EXERCISE DETAILS
Output every line of the listing below as a Markdown table with the columns No. and Line, numbering the rows and skipping blank lines. Leave the pictures out of the table.

STORED ROWS

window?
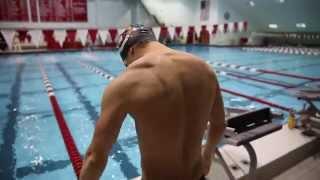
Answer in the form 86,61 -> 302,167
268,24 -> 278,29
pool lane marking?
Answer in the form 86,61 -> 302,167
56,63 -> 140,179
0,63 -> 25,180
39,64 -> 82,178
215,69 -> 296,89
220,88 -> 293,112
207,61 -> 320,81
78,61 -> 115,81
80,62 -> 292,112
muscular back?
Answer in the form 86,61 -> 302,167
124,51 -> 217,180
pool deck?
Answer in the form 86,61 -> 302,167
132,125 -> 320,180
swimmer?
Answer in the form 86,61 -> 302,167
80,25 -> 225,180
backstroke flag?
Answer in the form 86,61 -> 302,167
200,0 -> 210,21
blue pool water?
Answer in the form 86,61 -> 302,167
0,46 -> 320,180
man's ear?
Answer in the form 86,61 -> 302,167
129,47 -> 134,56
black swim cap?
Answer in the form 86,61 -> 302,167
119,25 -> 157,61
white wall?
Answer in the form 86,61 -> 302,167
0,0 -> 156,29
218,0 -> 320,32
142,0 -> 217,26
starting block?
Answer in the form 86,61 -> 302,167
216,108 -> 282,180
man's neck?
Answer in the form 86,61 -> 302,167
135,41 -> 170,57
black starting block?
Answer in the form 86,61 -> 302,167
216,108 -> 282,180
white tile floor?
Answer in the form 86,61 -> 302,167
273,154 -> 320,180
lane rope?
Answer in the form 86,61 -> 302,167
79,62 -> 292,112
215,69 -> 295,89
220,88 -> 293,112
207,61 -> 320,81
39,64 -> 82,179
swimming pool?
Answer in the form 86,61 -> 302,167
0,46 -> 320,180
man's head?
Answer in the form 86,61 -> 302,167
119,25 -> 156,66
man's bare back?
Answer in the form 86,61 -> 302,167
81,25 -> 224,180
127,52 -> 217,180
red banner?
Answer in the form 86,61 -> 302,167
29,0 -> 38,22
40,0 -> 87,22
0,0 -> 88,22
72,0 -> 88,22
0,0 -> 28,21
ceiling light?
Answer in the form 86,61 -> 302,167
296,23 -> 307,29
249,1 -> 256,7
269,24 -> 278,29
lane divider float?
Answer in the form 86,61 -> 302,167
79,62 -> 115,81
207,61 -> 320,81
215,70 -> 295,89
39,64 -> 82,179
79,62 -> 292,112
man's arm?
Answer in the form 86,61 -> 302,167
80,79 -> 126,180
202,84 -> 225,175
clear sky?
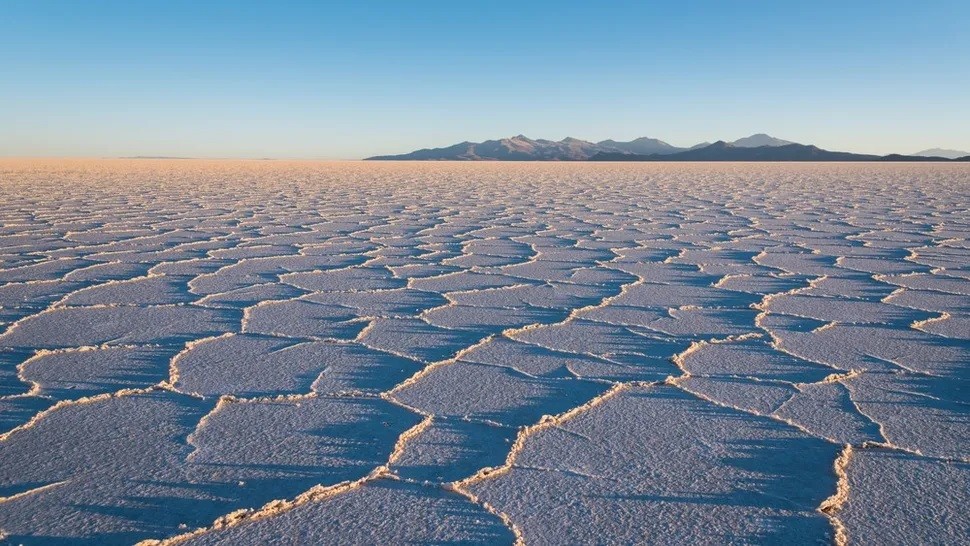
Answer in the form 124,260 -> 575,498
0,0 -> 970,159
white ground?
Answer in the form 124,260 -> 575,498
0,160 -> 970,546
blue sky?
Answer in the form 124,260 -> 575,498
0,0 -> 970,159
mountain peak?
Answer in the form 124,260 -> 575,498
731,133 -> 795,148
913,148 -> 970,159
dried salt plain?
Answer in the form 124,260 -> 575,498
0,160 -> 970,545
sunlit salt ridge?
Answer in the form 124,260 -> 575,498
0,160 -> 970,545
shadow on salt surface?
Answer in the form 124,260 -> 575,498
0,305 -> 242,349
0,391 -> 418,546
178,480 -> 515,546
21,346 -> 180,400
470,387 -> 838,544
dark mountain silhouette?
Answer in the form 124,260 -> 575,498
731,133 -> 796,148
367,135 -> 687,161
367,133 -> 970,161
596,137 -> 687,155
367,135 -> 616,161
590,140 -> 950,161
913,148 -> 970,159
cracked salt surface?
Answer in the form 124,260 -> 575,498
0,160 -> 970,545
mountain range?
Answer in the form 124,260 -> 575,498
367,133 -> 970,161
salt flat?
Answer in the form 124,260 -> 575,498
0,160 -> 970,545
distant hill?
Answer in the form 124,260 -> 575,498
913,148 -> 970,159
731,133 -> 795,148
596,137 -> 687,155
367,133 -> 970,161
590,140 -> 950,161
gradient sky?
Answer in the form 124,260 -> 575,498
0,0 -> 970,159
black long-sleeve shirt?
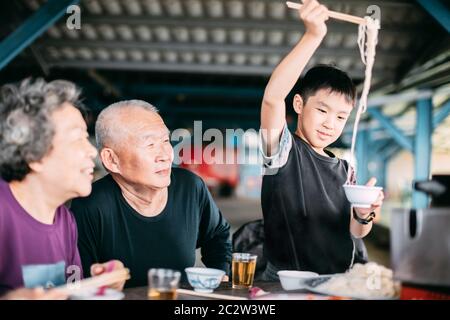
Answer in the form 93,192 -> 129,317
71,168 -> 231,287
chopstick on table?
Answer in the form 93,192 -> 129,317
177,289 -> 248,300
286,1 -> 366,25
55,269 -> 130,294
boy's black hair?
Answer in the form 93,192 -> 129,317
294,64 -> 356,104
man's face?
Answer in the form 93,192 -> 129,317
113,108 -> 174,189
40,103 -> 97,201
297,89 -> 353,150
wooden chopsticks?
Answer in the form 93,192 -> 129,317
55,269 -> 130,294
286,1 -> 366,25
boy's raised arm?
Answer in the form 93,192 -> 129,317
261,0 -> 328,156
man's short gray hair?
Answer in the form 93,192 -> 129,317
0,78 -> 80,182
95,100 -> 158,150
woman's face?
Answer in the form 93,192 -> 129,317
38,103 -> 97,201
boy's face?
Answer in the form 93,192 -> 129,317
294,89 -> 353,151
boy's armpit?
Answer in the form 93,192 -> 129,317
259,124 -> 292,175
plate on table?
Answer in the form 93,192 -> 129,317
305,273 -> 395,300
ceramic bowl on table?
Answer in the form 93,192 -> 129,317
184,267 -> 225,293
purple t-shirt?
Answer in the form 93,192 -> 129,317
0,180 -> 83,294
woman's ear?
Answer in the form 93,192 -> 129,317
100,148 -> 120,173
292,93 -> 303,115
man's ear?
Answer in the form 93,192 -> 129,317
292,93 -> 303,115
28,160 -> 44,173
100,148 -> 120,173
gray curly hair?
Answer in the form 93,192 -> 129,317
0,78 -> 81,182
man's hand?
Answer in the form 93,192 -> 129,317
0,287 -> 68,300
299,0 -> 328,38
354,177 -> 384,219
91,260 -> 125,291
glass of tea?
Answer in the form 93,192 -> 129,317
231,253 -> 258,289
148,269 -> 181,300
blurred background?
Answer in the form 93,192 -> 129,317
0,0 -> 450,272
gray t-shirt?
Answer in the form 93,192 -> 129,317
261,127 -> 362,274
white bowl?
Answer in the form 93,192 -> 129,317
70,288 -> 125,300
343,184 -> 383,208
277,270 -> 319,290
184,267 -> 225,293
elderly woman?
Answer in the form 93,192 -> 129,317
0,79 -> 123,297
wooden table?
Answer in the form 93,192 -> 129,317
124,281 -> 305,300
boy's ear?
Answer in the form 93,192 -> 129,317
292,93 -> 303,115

EXERCISE SOLUTION
| No. | Line |
|---|---|
| 1 | window? |
| 2 | Answer in the form 86,61 -> 302,167 |
| 3 | 268,24 -> 278,29 |
| 4 | pool lane marking? |
| 5 | Answer in the form 86,61 -> 302,167 |
| 6 | 56,63 -> 140,179 |
| 7 | 0,63 -> 25,180 |
| 8 | 39,64 -> 82,178 |
| 9 | 215,69 -> 296,89 |
| 10 | 220,88 -> 293,112 |
| 11 | 207,61 -> 320,81 |
| 12 | 78,61 -> 115,81 |
| 13 | 80,62 -> 292,112 |
| 14 | muscular back? |
| 15 | Answer in the form 86,61 -> 302,167 |
| 16 | 124,51 -> 217,180 |
| 17 | pool deck? |
| 18 | Answer in the form 86,61 -> 302,167 |
| 19 | 132,125 -> 320,180 |
| 20 | swimmer? |
| 21 | Answer in the form 86,61 -> 302,167 |
| 22 | 80,25 -> 225,180 |
| 23 | backstroke flag? |
| 24 | Answer in the form 86,61 -> 302,167 |
| 25 | 200,0 -> 210,21 |
| 26 | blue pool water? |
| 27 | Answer in the form 86,61 -> 302,167 |
| 28 | 0,46 -> 320,180 |
| 29 | man's ear? |
| 30 | Answer in the form 86,61 -> 302,167 |
| 31 | 129,47 -> 134,56 |
| 32 | black swim cap? |
| 33 | Answer in the form 86,61 -> 302,167 |
| 34 | 119,25 -> 157,61 |
| 35 | white wall? |
| 36 | Answer in the form 86,61 -> 302,167 |
| 37 | 0,0 -> 156,29 |
| 38 | 218,0 -> 320,32 |
| 39 | 142,0 -> 217,26 |
| 40 | starting block? |
| 41 | Answer in the form 86,61 -> 302,167 |
| 42 | 216,108 -> 282,180 |
| 43 | man's neck? |
| 44 | Answer in the form 86,61 -> 302,167 |
| 45 | 135,41 -> 170,57 |
| 46 | black starting block? |
| 47 | Answer in the form 86,61 -> 302,167 |
| 48 | 216,108 -> 282,180 |
| 49 | white tile floor? |
| 50 | Answer in the form 86,61 -> 302,167 |
| 51 | 273,154 -> 320,180 |
| 52 | lane rope? |
| 53 | Answer in the form 86,61 -> 302,167 |
| 54 | 79,62 -> 292,112 |
| 55 | 215,69 -> 295,89 |
| 56 | 220,88 -> 293,112 |
| 57 | 207,61 -> 320,81 |
| 58 | 39,64 -> 82,179 |
| 59 | swimming pool? |
| 60 | Answer in the form 86,61 -> 302,167 |
| 61 | 0,46 -> 320,180 |
| 62 | man's head? |
| 63 | Answer in the form 86,61 -> 302,167 |
| 64 | 119,25 -> 156,66 |
| 65 | man's bare back? |
| 66 | Answer in the form 86,61 -> 302,167 |
| 67 | 81,25 -> 224,180 |
| 68 | 127,52 -> 217,180 |
| 69 | red banner? |
| 70 | Answer in the form 86,61 -> 302,167 |
| 71 | 29,0 -> 38,22 |
| 72 | 40,0 -> 87,22 |
| 73 | 0,0 -> 88,22 |
| 74 | 72,0 -> 88,22 |
| 75 | 0,0 -> 28,21 |
| 76 | ceiling light? |
| 77 | Answer in the form 86,61 -> 302,167 |
| 78 | 296,23 -> 307,29 |
| 79 | 249,1 -> 256,7 |
| 80 | 269,24 -> 278,29 |
| 81 | lane divider float? |
| 82 | Answer in the form 86,61 -> 302,167 |
| 83 | 79,62 -> 115,81 |
| 84 | 207,61 -> 320,81 |
| 85 | 215,70 -> 295,89 |
| 86 | 39,64 -> 82,179 |
| 87 | 79,62 -> 292,112 |
| 88 | man's arm? |
| 89 | Answer in the form 86,61 -> 302,167 |
| 90 | 80,79 -> 126,180 |
| 91 | 202,84 -> 225,175 |
| 92 | clear sky? |
| 93 | Answer in the form 124,260 -> 575,498 |
| 94 | 0,0 -> 970,159 |
| 95 | white ground? |
| 96 | Answer in the form 124,260 -> 575,498 |
| 97 | 0,160 -> 970,546 |
| 98 | blue sky? |
| 99 | Answer in the form 124,260 -> 575,498 |
| 100 | 0,0 -> 970,159 |
| 101 | mountain peak? |
| 102 | Answer in the form 124,260 -> 575,498 |
| 103 | 731,133 -> 795,148 |
| 104 | 913,148 -> 970,159 |
| 105 | dried salt plain? |
| 106 | Answer in the form 124,260 -> 575,498 |
| 107 | 0,160 -> 970,545 |
| 108 | sunlit salt ridge? |
| 109 | Answer in the form 124,260 -> 575,498 |
| 110 | 0,160 -> 970,545 |
| 111 | shadow on salt surface? |
| 112 | Answer in the form 124,260 -> 575,498 |
| 113 | 0,305 -> 242,349 |
| 114 | 0,391 -> 418,546 |
| 115 | 178,480 -> 515,546 |
| 116 | 21,346 -> 180,400 |
| 117 | 470,387 -> 838,544 |
| 118 | dark mountain silhouette? |
| 119 | Answer in the form 124,260 -> 575,498 |
| 120 | 731,133 -> 796,148 |
| 121 | 367,135 -> 687,161 |
| 122 | 367,133 -> 970,161 |
| 123 | 596,137 -> 687,155 |
| 124 | 367,135 -> 616,161 |
| 125 | 590,140 -> 950,161 |
| 126 | 913,148 -> 970,159 |
| 127 | cracked salt surface? |
| 128 | Answer in the form 124,260 -> 575,498 |
| 129 | 0,160 -> 970,545 |
| 130 | mountain range? |
| 131 | Answer in the form 124,260 -> 575,498 |
| 132 | 367,133 -> 970,161 |
| 133 | salt flat? |
| 134 | Answer in the form 124,260 -> 575,498 |
| 135 | 0,160 -> 970,545 |
| 136 | distant hill? |
| 137 | Answer in the form 124,260 -> 575,498 |
| 138 | 913,148 -> 970,159 |
| 139 | 731,133 -> 795,148 |
| 140 | 596,137 -> 687,155 |
| 141 | 367,133 -> 970,161 |
| 142 | 590,140 -> 950,161 |
| 143 | gradient sky? |
| 144 | Answer in the form 124,260 -> 575,498 |
| 145 | 0,0 -> 970,159 |
| 146 | black long-sleeve shirt? |
| 147 | Answer in the form 93,192 -> 129,317 |
| 148 | 71,168 -> 231,287 |
| 149 | chopstick on table? |
| 150 | Answer in the form 93,192 -> 129,317 |
| 151 | 177,289 -> 248,300 |
| 152 | 286,1 -> 366,25 |
| 153 | 55,269 -> 130,294 |
| 154 | boy's black hair? |
| 155 | Answer in the form 93,192 -> 129,317 |
| 156 | 294,64 -> 356,104 |
| 157 | man's face? |
| 158 | Answer in the form 93,192 -> 129,317 |
| 159 | 113,108 -> 174,189 |
| 160 | 40,103 -> 97,201 |
| 161 | 297,89 -> 353,150 |
| 162 | wooden chopsticks? |
| 163 | Answer in the form 93,192 -> 129,317 |
| 164 | 55,269 -> 130,294 |
| 165 | 286,1 -> 366,25 |
| 166 | boy's raised arm? |
| 167 | Answer in the form 93,192 -> 129,317 |
| 168 | 261,0 -> 328,156 |
| 169 | man's short gray hair? |
| 170 | Answer in the form 93,192 -> 129,317 |
| 171 | 0,78 -> 80,182 |
| 172 | 95,100 -> 158,150 |
| 173 | woman's face? |
| 174 | Answer in the form 93,192 -> 129,317 |
| 175 | 38,103 -> 97,201 |
| 176 | boy's face? |
| 177 | Answer in the form 93,192 -> 129,317 |
| 178 | 294,89 -> 353,151 |
| 179 | boy's armpit? |
| 180 | Answer in the form 93,192 -> 129,317 |
| 181 | 259,124 -> 292,175 |
| 182 | plate on table? |
| 183 | Answer in the form 93,192 -> 129,317 |
| 184 | 305,273 -> 395,300 |
| 185 | ceramic bowl on table? |
| 186 | Answer in the form 93,192 -> 129,317 |
| 187 | 184,267 -> 225,293 |
| 188 | purple t-shirt? |
| 189 | Answer in the form 93,192 -> 129,317 |
| 190 | 0,180 -> 83,294 |
| 191 | woman's ear? |
| 192 | Answer in the form 93,192 -> 129,317 |
| 193 | 100,148 -> 120,173 |
| 194 | 292,93 -> 303,115 |
| 195 | man's ear? |
| 196 | Answer in the form 93,192 -> 129,317 |
| 197 | 292,93 -> 303,115 |
| 198 | 28,160 -> 44,173 |
| 199 | 100,148 -> 120,173 |
| 200 | gray curly hair? |
| 201 | Answer in the form 93,192 -> 129,317 |
| 202 | 0,78 -> 81,182 |
| 203 | man's hand? |
| 204 | Answer in the form 93,192 -> 129,317 |
| 205 | 0,287 -> 68,300 |
| 206 | 299,0 -> 328,38 |
| 207 | 354,177 -> 384,219 |
| 208 | 91,260 -> 125,291 |
| 209 | glass of tea? |
| 210 | Answer in the form 93,192 -> 129,317 |
| 211 | 231,253 -> 258,289 |
| 212 | 148,269 -> 181,300 |
| 213 | blurred background? |
| 214 | Answer in the form 93,192 -> 129,317 |
| 215 | 0,0 -> 450,272 |
| 216 | gray t-shirt? |
| 217 | Answer in the form 93,192 -> 129,317 |
| 218 | 261,127 -> 362,274 |
| 219 | white bowl? |
| 220 | Answer in the form 93,192 -> 129,317 |
| 221 | 70,288 -> 125,300 |
| 222 | 343,184 -> 383,208 |
| 223 | 277,270 -> 319,290 |
| 224 | 184,267 -> 225,293 |
| 225 | elderly woman? |
| 226 | Answer in the form 93,192 -> 129,317 |
| 227 | 0,79 -> 123,297 |
| 228 | wooden table? |
| 229 | Answer in the form 93,192 -> 129,317 |
| 230 | 124,281 -> 305,300 |
| 231 | boy's ear? |
| 232 | Answer in the form 93,192 -> 129,317 |
| 233 | 292,93 -> 303,115 |